Stated exercise: From the case header below, list every field label that begins one of its opening metadata lines.

Case ID: bta_47/html/0425-01.html
Source: Caselaw Access Project
Author: {"author": "Leech:", "license": "Public Domain", "url": "https://static.case.law/"}
Date Created: 2024-08-24T03:29:51.129683

Sisto Financial Corporation, Petitioner, v. Commissioner of Internal Revenue, Respondent.
    Docket No. 105982.
    Promulgated August 4, 1942.
    
      Robert O. Vincent, Esq., and Albert E. Radio ch, Jr., Esq., for the petitioner.
    
      J. G. Maddox, Esq., for the respondent.
   OPINION.

Record extracts:

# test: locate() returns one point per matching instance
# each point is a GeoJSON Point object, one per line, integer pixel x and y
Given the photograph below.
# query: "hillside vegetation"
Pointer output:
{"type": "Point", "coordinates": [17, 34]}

Result for this exercise: Case ID, Source, Author, Date Created